### Page extract
## BEGIN
Aggregate Function Notes:

COUNT(*) counts all rows including NULLs
COUNT(column) counts non-NULL values only
Aggregate functions ignore NULL values in calculations
Use DISTINCT inside aggregate functions for unique values
HAVING can use aggregate functions, WHERE cannot

08. 🎭 Subqueries & CTEs

Subqueries (nested queries) are queries within queries. CTEs (Common Table Expressions) are temporary named result sets that improve query readability.

Subquery Types

Scalar Subquery: Returns single value
Row Subquery: Returns single row
Table Subquery: Returns multiple rows/columns
Correlated Subquery: References outer query

Subquery Positions

SELECT clause: As a column expression
FROM clause: As a derived table
WHERE clause: With operators (IN, ANY, ALL)
HAVING clause: Filter aggregated results
WITH clause: CTE definition

Key Concept: CTEs make complex queries more readable and maintainable. They can be recursive (self-referencing) which is powerful for hierarchical data.
## END
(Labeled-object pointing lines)
## BEGIN
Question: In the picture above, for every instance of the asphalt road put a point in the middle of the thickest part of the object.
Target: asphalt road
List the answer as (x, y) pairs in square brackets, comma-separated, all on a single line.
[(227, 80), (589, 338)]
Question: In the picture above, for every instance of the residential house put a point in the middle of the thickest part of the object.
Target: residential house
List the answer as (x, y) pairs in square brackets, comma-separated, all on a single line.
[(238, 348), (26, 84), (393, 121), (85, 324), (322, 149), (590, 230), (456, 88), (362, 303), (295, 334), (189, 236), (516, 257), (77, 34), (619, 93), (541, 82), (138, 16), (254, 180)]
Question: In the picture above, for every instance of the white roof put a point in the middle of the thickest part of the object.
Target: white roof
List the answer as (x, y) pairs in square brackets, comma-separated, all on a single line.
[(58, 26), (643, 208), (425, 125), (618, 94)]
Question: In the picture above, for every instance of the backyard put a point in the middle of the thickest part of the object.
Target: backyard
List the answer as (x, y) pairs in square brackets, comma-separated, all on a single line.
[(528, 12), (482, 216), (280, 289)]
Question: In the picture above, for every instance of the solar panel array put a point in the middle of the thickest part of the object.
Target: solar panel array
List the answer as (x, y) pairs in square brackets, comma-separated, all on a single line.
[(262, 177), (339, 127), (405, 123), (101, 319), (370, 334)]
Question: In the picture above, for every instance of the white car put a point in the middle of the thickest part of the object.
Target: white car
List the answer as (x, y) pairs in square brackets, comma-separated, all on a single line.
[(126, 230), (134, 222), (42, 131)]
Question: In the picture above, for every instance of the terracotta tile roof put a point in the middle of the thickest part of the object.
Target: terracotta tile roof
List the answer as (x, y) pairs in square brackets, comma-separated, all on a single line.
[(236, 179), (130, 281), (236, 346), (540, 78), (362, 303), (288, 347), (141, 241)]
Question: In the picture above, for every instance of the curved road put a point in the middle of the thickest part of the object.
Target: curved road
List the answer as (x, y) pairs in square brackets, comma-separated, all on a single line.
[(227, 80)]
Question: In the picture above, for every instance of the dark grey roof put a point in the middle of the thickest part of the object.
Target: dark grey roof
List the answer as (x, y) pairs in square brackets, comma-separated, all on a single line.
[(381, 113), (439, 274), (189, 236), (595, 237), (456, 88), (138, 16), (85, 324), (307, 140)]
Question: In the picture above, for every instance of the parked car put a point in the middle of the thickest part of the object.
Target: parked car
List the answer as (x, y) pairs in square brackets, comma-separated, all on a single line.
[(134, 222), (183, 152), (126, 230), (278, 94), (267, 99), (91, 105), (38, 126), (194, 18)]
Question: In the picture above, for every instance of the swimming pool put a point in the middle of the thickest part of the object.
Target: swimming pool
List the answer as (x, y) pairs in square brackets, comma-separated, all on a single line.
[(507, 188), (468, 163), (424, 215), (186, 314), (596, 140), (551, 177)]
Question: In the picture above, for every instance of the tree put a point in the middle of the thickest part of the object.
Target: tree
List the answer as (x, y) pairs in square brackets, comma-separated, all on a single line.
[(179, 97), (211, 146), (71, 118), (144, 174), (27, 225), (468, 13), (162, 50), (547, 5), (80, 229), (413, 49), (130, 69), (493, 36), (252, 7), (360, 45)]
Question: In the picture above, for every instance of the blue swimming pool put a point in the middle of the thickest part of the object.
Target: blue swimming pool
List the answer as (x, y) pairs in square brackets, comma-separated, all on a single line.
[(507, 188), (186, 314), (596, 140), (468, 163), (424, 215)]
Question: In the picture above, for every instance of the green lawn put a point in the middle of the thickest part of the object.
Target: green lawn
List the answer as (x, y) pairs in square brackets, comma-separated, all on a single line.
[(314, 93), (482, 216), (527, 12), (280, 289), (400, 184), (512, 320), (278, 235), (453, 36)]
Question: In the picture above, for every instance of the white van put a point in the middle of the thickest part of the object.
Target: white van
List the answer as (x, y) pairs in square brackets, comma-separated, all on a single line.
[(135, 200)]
## END
### Required tasks
• A. Write out the stretch of the SQL notes from "Subqueries (nested queries)" through "improve query readability.".
• B. In the SQL notes, which type of subquery references the outer query?

### Task answers
• A.
Subqueries (nested queries) are queries within queries. CTEs (Common Table Expressions) are temporary named result sets that improve query readability.

• B. A correlated subquery.